Task prompt:
Would you count the lines below that contain the string "cobblestone" and reply with that number only?

Data provided:
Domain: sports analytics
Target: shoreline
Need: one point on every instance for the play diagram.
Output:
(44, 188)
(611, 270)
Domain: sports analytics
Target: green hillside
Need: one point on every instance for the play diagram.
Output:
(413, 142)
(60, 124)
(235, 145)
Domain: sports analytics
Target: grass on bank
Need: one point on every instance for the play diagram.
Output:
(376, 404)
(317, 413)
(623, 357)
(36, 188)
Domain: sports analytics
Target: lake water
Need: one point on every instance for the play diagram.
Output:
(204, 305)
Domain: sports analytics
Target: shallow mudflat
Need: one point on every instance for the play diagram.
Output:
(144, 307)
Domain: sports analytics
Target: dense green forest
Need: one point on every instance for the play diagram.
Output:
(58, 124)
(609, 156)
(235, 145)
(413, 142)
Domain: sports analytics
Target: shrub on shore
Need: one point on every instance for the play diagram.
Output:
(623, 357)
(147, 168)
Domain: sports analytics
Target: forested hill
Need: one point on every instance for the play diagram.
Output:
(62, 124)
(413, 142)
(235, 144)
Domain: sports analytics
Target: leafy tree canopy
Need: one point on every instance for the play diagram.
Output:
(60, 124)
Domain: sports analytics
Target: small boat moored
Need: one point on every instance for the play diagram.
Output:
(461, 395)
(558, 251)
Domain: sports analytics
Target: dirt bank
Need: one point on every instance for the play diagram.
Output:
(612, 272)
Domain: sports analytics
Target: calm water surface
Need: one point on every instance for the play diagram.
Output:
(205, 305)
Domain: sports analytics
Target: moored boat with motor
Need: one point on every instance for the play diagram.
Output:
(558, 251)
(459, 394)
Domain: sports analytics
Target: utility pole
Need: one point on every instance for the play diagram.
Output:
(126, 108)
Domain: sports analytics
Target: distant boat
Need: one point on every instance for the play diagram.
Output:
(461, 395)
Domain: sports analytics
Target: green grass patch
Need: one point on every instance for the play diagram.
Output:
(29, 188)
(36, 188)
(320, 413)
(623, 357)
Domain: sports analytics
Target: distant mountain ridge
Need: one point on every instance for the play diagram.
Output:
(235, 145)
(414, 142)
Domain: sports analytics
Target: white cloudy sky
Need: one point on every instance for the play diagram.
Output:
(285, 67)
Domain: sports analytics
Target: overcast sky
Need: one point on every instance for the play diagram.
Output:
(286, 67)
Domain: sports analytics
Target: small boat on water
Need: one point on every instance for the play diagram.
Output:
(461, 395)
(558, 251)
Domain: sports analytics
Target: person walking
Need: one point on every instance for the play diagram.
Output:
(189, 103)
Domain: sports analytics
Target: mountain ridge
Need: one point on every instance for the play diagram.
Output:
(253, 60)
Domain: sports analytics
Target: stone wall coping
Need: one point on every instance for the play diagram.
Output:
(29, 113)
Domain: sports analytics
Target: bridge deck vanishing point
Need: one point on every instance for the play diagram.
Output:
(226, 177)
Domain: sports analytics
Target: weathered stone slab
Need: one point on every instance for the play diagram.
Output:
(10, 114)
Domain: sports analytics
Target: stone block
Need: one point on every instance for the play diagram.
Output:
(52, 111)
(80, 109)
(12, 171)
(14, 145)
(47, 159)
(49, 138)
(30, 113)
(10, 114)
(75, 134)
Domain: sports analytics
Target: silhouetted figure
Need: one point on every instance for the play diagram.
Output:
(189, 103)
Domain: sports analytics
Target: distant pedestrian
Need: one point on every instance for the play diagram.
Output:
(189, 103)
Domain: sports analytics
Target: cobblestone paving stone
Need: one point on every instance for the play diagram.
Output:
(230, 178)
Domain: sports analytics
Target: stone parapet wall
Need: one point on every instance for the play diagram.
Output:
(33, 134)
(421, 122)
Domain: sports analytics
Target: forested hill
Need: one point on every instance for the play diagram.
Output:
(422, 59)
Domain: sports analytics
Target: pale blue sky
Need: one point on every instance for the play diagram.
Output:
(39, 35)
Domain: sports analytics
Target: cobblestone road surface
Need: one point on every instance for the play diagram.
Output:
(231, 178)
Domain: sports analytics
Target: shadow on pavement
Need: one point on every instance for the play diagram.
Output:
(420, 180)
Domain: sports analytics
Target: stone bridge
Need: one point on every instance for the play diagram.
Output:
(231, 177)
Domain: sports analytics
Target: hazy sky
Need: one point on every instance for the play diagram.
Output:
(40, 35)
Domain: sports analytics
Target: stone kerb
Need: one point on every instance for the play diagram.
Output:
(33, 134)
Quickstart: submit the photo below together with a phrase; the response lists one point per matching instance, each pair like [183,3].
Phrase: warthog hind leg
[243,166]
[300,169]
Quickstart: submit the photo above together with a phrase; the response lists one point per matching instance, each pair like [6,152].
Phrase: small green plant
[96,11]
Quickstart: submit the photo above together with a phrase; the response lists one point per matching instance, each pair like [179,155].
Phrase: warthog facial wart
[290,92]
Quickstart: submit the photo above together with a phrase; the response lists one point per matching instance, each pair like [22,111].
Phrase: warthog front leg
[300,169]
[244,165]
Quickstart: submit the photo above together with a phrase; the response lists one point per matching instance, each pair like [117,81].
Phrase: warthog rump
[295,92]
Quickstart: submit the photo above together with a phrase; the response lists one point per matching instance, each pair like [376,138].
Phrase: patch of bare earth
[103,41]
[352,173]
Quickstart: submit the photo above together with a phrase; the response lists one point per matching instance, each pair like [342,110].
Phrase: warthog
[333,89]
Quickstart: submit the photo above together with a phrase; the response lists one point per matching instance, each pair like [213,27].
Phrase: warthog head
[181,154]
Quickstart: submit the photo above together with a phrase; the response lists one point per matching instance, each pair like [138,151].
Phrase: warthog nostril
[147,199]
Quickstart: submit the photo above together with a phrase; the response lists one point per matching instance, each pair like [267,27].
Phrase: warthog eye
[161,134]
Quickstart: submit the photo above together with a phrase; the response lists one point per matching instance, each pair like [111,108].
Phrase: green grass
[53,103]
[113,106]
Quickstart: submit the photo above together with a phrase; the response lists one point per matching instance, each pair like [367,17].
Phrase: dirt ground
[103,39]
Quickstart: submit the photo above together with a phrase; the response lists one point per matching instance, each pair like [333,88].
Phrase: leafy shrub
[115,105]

Solution below:
2